***** Task inputs *****
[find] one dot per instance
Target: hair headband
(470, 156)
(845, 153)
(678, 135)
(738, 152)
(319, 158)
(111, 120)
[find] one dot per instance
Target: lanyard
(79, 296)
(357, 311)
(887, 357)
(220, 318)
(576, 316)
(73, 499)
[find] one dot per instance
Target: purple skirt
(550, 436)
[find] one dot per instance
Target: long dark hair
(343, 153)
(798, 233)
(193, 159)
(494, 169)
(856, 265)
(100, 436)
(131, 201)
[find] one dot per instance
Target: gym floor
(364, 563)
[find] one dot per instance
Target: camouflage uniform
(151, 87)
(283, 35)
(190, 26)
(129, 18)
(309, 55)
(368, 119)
*****
***** Task inputs *****
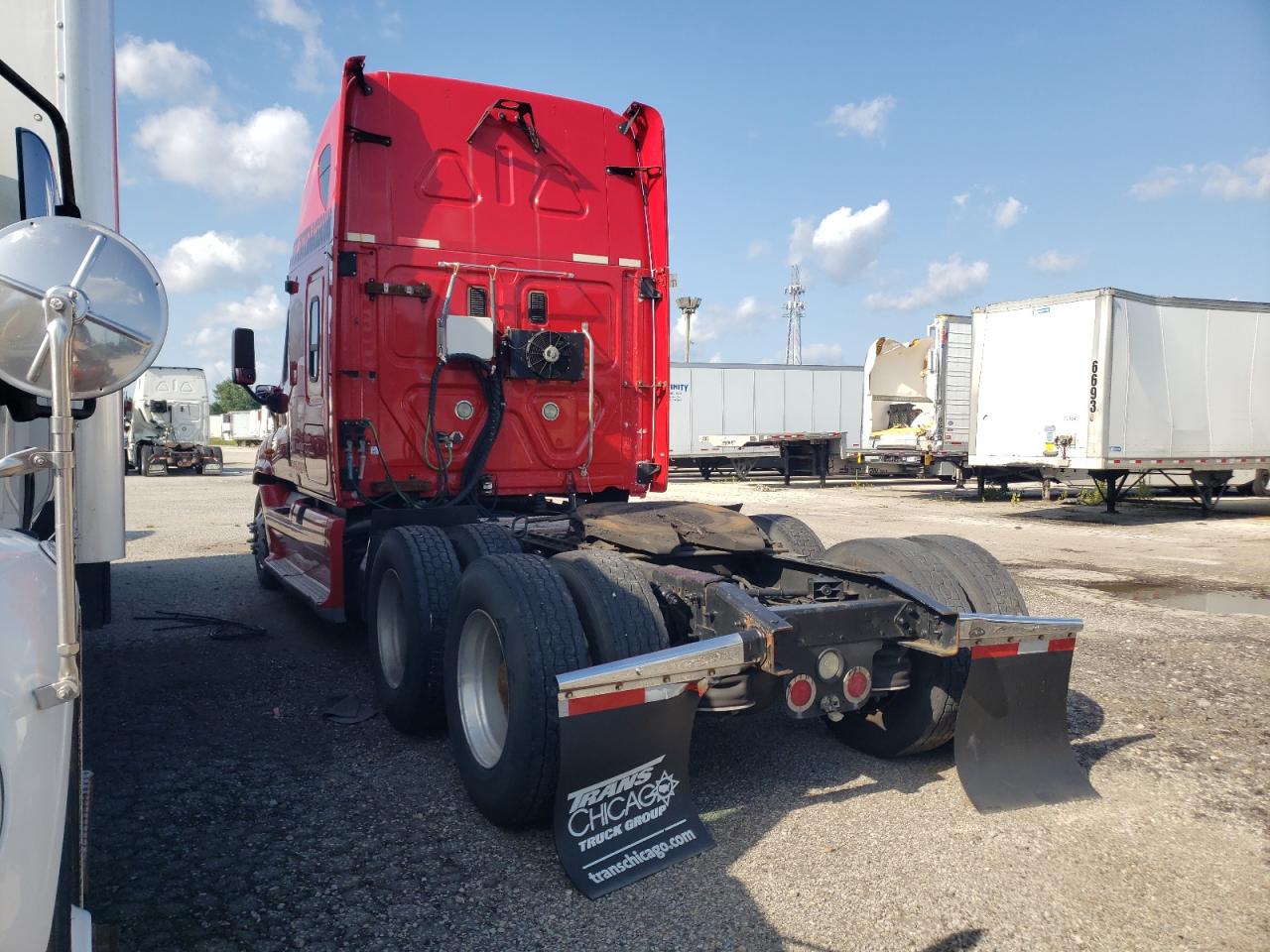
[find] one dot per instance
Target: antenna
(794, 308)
*****
***** Task inputs *****
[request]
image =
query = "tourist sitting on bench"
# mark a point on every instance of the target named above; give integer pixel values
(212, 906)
*****
Instruction: Copy each line from the items above that contains the string "hair". Treat the match as case-sensitive.

Result of this task:
Target: hair headband
Target: long dark hair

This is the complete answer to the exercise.